Task requirements:
Reproduce the following records line for line, without changing anything.

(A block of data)
<<<<
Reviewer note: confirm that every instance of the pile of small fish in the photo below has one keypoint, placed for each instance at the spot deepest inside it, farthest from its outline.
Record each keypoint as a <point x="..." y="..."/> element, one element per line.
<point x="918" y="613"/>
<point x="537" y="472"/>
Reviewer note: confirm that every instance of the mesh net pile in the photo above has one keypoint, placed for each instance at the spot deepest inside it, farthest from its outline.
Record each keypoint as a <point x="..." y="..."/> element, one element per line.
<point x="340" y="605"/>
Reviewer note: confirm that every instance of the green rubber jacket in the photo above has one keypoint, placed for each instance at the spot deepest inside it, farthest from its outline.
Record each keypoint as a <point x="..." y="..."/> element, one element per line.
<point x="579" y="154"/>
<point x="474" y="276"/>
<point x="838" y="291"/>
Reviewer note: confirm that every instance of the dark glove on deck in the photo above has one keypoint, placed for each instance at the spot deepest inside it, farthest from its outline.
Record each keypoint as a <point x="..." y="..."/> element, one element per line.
>>>>
Reply to the task:
Reviewer note: confirm that every instance of the pile of small fish in the photo below has one keypoint, placed for each instance at the spot deepest inside it, farthest from its outline.
Record each keypoint as a <point x="..." y="..."/> element, one element per line.
<point x="918" y="613"/>
<point x="537" y="472"/>
Reviewer note: confirm that every instance of the mesh net pile in the photo above has one keypoint, placed for each instance at the spot deepest inside it, farthest from its outline.
Record each keypoint as a <point x="..." y="..."/> element, one element per line.
<point x="340" y="605"/>
Reviewer note: confirm that every instance of the green rubber jacket in the photo above has one keypoint, placed for each instance at the spot deepest inside it, farthest from its outline.
Record each keypoint as a <point x="..." y="..."/> element, one element per line.
<point x="579" y="154"/>
<point x="474" y="276"/>
<point x="838" y="291"/>
Reviewer note: confirm that every instance of the dark glove on deck in the photo above has one keypoint, placed for each instance at the spot deepest inside it, farthest from its outline.
Record each keypoint as a <point x="..." y="..."/> element, one element per line.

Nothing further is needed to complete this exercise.